A run of entries:
════════════════════

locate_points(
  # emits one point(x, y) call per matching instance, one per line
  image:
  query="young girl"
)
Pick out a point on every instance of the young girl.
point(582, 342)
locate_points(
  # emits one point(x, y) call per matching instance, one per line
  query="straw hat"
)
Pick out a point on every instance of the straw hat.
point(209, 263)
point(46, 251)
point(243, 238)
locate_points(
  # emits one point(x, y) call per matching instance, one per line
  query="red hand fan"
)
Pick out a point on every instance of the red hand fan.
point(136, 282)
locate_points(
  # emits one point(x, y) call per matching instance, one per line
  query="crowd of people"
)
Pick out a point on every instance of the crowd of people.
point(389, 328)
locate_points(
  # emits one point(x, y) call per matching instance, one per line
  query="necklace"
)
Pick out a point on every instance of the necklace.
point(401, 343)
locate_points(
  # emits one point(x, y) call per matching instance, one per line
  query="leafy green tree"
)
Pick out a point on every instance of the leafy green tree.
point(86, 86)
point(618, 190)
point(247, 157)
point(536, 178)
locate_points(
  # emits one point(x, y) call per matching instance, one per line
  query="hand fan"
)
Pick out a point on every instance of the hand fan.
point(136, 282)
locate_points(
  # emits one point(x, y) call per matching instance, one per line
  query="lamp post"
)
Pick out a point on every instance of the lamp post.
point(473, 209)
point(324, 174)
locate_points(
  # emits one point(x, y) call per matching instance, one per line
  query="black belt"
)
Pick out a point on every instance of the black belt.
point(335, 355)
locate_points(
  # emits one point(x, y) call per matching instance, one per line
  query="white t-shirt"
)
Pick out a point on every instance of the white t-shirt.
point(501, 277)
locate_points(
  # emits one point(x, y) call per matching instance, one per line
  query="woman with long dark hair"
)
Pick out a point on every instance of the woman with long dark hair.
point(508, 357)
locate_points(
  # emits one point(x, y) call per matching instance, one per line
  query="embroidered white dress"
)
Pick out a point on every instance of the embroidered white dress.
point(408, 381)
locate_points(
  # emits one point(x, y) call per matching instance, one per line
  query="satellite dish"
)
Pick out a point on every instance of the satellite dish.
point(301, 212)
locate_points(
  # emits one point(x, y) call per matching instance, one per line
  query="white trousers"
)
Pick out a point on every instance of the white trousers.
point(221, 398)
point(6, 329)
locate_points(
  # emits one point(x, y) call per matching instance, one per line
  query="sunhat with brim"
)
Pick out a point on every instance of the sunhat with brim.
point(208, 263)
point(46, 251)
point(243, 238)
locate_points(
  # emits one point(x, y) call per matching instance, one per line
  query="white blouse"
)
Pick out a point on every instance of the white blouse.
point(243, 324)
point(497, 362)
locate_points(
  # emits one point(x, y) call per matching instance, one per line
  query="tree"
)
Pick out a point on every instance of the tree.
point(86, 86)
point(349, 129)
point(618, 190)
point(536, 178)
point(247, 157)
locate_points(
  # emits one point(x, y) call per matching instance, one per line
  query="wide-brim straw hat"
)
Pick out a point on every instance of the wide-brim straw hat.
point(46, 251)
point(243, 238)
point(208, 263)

════════════════════

▸ Given task:
Reproduce the entries above word for word, from the very first line up to and including the line that contains "point(508, 357)".

▸ Written response:
locate_points(
  # emits one point(x, y) call per matching instance, one per line
  image:
  query="young girl"
)
Pick out a point on every instance of the young girl.
point(582, 342)
locate_points(
  # emits one point(x, y) call per matching instance, one per line
  query="straw hat"
)
Pick out a point on every instance of the straw hat.
point(209, 263)
point(46, 251)
point(243, 238)
locate_points(
  # emits one point(x, y) call per matching instance, one per line
  query="red hand fan"
)
Pick out a point on every instance of the red hand fan.
point(136, 282)
locate_points(
  # emits one point(x, y) call per matching instance, one per line
  query="crowd of people"
)
Pick out a point on every instance of the crowd of people.
point(389, 328)
locate_points(
  # emits one point(x, y) call per matching instance, one per line
  query="necklace"
)
Pick out a point on every instance of the necklace.
point(401, 343)
locate_points(
  # emits one point(x, y) call per matching instance, one per line
  query="leafy green tree"
)
Pick out a point on every instance of the leafy green tree.
point(86, 86)
point(618, 190)
point(247, 157)
point(536, 178)
locate_points(
  # emits one point(x, y) call per matching instance, one per line
  query="hand fan"
)
Pick out a point on every instance of the hand fan.
point(136, 282)
locate_points(
  # emits one point(x, y) call per matching instance, one per line
  query="lamp post"
)
Pick out a point on every instance of the lamp post.
point(473, 209)
point(324, 174)
locate_points(
  # emits one point(x, y) call per matching instance, one per line
  query="black belt"
)
Pick out a point on every instance of the black belt.
point(335, 355)
locate_points(
  # emits one point(x, y) call per matching instance, one per line
  query="white t-shirt"
)
Pick out a point on every instance of the white t-shirt.
point(501, 277)
locate_points(
  # emits one point(x, y) call per matching instance, one per line
  query="woman with long dark hair"
)
Pick out a point on every instance of the woman with long dark hair.
point(508, 357)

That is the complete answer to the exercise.